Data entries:
════
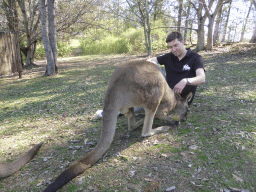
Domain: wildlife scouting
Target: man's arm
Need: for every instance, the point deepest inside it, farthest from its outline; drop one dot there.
(153, 60)
(198, 80)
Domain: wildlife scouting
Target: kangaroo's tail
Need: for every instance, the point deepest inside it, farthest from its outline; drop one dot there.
(107, 135)
(10, 168)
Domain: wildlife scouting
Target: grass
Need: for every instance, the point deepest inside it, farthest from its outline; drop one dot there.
(212, 151)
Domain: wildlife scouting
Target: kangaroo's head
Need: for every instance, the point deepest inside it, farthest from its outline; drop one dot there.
(182, 105)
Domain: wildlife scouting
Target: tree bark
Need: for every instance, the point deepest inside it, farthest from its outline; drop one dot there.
(211, 18)
(253, 39)
(245, 23)
(50, 68)
(226, 23)
(217, 27)
(180, 15)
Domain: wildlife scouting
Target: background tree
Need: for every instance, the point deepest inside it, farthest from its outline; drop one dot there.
(253, 39)
(47, 10)
(245, 23)
(211, 18)
(201, 18)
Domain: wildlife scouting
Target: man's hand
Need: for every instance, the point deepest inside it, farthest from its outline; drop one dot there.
(180, 86)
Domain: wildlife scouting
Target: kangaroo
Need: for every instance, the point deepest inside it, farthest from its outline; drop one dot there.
(137, 83)
(9, 169)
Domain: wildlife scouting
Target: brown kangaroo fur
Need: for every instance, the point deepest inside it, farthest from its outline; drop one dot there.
(11, 168)
(137, 83)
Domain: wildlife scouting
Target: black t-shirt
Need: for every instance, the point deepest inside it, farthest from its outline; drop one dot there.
(177, 70)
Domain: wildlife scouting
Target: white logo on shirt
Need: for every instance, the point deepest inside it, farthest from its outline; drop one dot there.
(186, 67)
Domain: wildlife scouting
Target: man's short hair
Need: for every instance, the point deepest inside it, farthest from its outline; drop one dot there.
(174, 35)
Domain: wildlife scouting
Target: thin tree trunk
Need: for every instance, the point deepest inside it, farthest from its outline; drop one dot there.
(186, 24)
(245, 23)
(50, 69)
(52, 31)
(180, 15)
(217, 27)
(253, 39)
(226, 23)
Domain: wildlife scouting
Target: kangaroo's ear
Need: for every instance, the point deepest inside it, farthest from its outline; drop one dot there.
(177, 96)
(189, 97)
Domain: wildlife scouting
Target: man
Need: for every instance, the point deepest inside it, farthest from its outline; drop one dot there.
(184, 68)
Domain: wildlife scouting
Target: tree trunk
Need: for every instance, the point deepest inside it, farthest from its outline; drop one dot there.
(10, 59)
(30, 54)
(52, 31)
(211, 17)
(226, 23)
(186, 24)
(49, 36)
(210, 35)
(253, 39)
(217, 27)
(245, 23)
(180, 15)
(200, 37)
(50, 69)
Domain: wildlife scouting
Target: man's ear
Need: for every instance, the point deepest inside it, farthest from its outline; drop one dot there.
(189, 97)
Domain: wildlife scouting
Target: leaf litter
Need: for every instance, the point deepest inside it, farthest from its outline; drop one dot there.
(213, 151)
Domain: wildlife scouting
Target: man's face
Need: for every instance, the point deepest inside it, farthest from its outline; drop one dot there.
(176, 47)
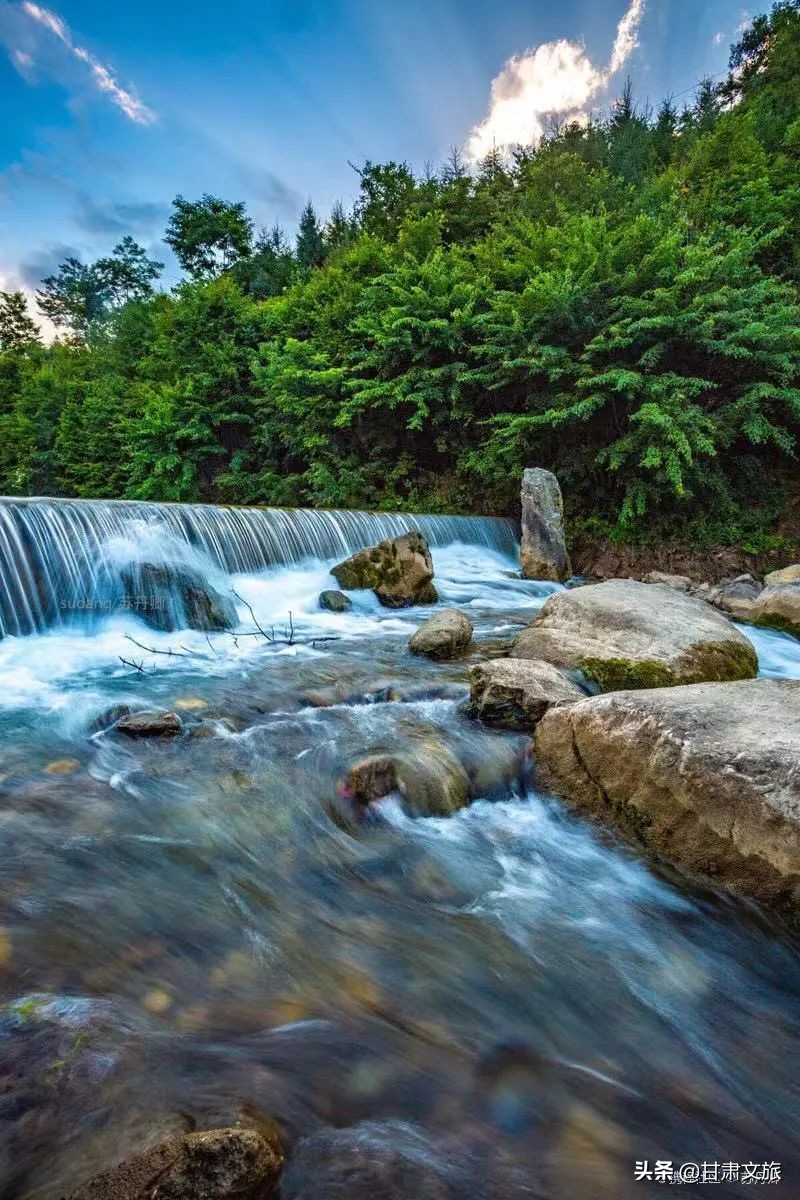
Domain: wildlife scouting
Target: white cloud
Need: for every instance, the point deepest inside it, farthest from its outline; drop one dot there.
(554, 78)
(48, 21)
(10, 281)
(17, 36)
(627, 36)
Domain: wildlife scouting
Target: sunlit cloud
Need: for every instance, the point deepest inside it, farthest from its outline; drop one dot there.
(627, 36)
(553, 78)
(18, 23)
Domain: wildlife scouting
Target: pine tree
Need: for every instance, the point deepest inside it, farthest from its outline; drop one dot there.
(17, 328)
(311, 243)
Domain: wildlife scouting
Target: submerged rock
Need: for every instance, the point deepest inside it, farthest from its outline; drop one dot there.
(777, 607)
(371, 779)
(169, 598)
(515, 694)
(373, 1161)
(443, 636)
(677, 582)
(429, 780)
(708, 777)
(223, 1164)
(157, 724)
(542, 555)
(624, 635)
(398, 570)
(735, 597)
(335, 601)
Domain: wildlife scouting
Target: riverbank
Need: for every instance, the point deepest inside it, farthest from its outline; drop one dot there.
(197, 934)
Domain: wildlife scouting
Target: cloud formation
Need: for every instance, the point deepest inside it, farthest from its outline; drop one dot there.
(554, 78)
(29, 31)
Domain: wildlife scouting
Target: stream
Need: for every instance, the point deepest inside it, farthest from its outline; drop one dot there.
(196, 931)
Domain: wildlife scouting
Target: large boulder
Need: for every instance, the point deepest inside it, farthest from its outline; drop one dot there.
(707, 777)
(777, 607)
(515, 694)
(169, 598)
(398, 570)
(623, 634)
(542, 555)
(223, 1164)
(443, 636)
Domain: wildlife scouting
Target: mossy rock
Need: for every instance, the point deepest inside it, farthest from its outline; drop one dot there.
(626, 636)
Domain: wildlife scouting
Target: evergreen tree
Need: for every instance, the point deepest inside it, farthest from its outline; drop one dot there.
(311, 243)
(18, 331)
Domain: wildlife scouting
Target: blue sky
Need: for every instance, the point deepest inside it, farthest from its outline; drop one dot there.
(112, 109)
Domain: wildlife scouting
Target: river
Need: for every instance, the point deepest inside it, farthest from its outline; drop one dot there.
(196, 931)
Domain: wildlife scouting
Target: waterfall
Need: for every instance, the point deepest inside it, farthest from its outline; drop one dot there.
(64, 559)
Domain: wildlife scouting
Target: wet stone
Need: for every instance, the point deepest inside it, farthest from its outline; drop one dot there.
(150, 725)
(223, 1164)
(335, 601)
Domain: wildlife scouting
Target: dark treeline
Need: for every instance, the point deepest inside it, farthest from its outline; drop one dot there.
(620, 304)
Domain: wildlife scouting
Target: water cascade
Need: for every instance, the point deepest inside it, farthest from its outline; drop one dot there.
(62, 561)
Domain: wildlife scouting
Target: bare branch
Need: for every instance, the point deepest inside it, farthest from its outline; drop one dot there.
(250, 610)
(169, 653)
(136, 666)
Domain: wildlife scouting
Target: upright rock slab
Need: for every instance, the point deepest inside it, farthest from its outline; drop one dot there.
(542, 555)
(623, 635)
(707, 777)
(398, 570)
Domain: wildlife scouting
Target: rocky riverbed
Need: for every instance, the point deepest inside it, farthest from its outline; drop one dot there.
(240, 928)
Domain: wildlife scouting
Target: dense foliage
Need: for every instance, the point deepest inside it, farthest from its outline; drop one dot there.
(620, 304)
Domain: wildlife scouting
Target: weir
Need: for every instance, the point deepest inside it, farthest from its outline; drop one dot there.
(62, 559)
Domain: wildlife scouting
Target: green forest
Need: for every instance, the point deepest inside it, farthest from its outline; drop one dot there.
(620, 304)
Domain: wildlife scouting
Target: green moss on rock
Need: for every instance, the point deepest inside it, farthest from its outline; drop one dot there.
(705, 663)
(627, 675)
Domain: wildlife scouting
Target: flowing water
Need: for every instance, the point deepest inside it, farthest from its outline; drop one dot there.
(198, 931)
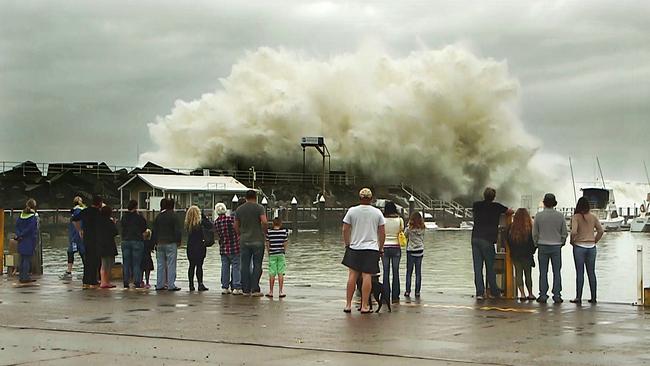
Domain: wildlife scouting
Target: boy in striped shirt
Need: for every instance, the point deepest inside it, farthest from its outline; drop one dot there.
(276, 245)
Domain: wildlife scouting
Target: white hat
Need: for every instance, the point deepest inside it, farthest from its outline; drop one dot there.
(365, 193)
(220, 208)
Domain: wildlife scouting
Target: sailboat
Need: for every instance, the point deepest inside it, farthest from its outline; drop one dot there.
(641, 224)
(603, 204)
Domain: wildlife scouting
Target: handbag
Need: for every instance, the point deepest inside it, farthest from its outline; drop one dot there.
(401, 237)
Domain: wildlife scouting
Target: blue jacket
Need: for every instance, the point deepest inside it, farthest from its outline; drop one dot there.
(27, 233)
(74, 239)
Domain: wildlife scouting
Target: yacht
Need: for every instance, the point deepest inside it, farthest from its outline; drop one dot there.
(641, 224)
(604, 207)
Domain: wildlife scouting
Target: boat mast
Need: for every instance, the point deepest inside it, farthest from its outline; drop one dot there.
(601, 173)
(573, 179)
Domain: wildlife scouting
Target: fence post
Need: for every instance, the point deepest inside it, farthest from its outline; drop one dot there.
(639, 275)
(321, 213)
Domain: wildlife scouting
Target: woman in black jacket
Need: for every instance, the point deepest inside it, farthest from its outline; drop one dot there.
(522, 248)
(196, 250)
(106, 233)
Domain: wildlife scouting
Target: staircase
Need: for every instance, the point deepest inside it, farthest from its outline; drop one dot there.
(427, 203)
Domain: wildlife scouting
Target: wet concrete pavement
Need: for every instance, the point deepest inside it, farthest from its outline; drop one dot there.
(56, 323)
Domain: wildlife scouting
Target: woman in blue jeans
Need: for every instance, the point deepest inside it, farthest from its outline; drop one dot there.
(586, 232)
(392, 251)
(414, 252)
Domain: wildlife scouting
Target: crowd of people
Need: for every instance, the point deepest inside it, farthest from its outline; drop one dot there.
(370, 236)
(243, 237)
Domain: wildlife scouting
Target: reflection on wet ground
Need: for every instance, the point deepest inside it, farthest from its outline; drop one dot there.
(314, 260)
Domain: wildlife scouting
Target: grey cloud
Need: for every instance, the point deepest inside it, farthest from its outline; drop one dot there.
(73, 71)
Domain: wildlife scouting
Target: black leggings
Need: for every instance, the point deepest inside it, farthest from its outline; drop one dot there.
(198, 265)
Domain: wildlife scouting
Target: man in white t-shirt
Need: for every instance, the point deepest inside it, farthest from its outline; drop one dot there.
(363, 235)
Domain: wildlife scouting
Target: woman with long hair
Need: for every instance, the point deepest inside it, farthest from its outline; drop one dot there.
(414, 252)
(106, 233)
(586, 232)
(522, 248)
(392, 251)
(27, 238)
(196, 250)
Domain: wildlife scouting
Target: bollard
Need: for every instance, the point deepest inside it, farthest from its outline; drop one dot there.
(294, 215)
(639, 275)
(321, 213)
(2, 240)
(233, 203)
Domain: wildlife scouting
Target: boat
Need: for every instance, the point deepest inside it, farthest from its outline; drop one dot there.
(641, 224)
(604, 207)
(429, 224)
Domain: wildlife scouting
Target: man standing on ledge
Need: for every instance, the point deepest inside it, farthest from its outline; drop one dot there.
(484, 235)
(549, 234)
(251, 226)
(363, 235)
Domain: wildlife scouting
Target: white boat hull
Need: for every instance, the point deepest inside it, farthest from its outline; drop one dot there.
(612, 224)
(640, 225)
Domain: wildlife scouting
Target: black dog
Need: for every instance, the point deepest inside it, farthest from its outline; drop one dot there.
(376, 291)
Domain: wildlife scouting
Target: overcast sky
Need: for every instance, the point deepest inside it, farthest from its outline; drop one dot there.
(80, 80)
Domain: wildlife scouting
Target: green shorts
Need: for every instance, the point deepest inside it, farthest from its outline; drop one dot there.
(277, 265)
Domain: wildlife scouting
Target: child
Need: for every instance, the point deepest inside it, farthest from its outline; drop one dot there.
(147, 262)
(276, 245)
(414, 252)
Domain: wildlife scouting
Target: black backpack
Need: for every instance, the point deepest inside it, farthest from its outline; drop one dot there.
(208, 233)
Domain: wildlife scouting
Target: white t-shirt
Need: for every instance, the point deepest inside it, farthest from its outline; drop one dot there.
(365, 220)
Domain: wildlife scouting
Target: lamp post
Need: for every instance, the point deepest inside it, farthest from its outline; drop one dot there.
(265, 203)
(254, 175)
(294, 215)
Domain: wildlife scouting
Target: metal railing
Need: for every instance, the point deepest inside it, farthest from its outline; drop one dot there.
(428, 203)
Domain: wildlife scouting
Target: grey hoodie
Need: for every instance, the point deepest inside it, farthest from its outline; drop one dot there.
(549, 228)
(416, 239)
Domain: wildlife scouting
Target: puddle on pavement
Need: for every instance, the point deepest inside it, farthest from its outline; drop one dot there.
(102, 320)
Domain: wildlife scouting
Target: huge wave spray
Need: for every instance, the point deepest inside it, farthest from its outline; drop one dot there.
(444, 120)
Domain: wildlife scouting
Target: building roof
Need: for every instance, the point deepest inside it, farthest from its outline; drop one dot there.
(190, 183)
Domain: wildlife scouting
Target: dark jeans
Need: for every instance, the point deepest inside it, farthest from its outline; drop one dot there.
(483, 252)
(197, 265)
(25, 267)
(413, 261)
(252, 255)
(391, 260)
(91, 269)
(585, 257)
(230, 264)
(554, 254)
(132, 252)
(523, 267)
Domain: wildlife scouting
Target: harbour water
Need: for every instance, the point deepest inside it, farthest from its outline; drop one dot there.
(314, 260)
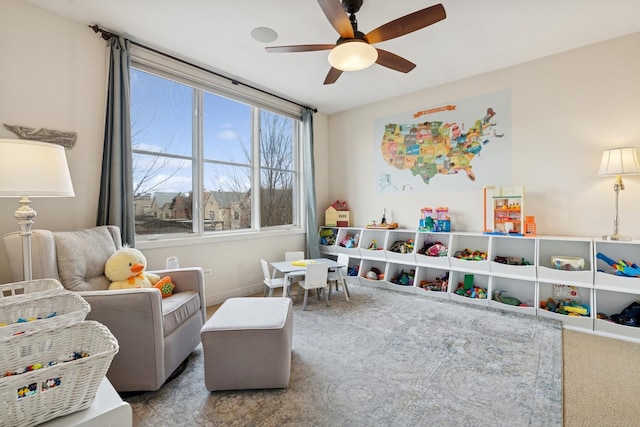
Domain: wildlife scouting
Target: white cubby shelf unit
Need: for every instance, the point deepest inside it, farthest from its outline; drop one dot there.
(531, 282)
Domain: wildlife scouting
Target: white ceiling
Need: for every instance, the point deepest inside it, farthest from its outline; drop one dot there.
(476, 37)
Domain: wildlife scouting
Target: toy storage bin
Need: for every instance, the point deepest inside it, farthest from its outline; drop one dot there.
(56, 390)
(29, 287)
(50, 310)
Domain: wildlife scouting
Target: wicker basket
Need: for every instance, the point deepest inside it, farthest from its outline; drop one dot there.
(57, 390)
(51, 310)
(29, 287)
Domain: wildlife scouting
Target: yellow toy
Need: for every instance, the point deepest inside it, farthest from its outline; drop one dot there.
(125, 269)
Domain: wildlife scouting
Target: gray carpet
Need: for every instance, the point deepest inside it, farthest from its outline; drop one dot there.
(387, 359)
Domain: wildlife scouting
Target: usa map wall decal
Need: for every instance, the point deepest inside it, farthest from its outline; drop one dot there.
(459, 145)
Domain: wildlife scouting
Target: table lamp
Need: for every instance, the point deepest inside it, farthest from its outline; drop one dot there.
(32, 169)
(617, 162)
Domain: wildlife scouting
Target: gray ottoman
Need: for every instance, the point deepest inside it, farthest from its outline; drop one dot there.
(247, 344)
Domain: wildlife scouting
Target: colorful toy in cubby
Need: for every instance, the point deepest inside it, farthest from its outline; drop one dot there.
(404, 278)
(467, 289)
(621, 267)
(353, 271)
(469, 255)
(498, 296)
(510, 260)
(328, 236)
(374, 274)
(439, 222)
(402, 246)
(373, 246)
(440, 284)
(350, 241)
(566, 307)
(630, 316)
(565, 300)
(433, 249)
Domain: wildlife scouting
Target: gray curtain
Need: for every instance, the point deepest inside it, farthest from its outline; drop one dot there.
(115, 204)
(313, 241)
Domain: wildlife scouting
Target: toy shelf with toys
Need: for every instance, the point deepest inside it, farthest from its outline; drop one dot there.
(589, 284)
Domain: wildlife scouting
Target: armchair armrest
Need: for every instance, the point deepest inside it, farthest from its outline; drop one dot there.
(188, 279)
(134, 317)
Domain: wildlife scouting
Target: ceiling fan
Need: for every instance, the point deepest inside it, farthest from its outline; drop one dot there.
(354, 51)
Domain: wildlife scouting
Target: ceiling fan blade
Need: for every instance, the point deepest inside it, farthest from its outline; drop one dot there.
(300, 48)
(407, 24)
(332, 76)
(393, 61)
(337, 17)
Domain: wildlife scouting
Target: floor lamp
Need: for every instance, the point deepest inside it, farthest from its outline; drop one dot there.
(32, 169)
(617, 162)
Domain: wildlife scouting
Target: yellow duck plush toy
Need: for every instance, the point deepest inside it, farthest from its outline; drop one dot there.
(125, 268)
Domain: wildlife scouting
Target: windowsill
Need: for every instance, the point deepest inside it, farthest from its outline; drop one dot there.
(167, 240)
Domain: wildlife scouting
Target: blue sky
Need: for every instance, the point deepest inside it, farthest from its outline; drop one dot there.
(161, 113)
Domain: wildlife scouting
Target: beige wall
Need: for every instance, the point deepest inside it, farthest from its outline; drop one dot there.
(53, 75)
(566, 109)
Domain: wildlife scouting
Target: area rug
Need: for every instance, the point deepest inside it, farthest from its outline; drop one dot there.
(387, 358)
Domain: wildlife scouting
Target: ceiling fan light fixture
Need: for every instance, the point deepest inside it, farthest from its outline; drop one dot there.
(353, 55)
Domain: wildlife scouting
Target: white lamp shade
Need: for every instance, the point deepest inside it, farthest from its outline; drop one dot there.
(619, 161)
(33, 169)
(353, 55)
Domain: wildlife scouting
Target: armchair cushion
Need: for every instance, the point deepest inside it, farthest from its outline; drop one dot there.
(177, 308)
(81, 258)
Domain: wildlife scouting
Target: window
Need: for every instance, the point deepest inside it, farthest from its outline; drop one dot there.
(195, 145)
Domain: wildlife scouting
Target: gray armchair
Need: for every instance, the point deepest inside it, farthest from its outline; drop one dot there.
(155, 335)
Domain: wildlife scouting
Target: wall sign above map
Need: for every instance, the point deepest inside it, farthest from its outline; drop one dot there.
(459, 145)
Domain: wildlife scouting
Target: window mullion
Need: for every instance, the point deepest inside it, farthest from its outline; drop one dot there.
(255, 167)
(198, 192)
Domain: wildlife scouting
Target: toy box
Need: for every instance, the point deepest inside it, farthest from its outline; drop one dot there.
(337, 214)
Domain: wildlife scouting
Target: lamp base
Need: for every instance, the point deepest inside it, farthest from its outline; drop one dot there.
(617, 237)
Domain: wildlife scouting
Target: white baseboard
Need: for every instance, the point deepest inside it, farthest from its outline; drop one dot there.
(247, 291)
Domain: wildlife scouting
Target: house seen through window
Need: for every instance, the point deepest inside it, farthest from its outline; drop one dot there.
(204, 162)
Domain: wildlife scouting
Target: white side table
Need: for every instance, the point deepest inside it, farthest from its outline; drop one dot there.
(106, 410)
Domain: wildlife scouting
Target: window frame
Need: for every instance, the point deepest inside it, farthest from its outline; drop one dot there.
(202, 81)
════
Exercise task: Pull out every line in the entries above that contains the string "wall", matching case exactly.

Solution for this task:
Target: usa map wall decal
Target: beige wall
Target: wall sign above map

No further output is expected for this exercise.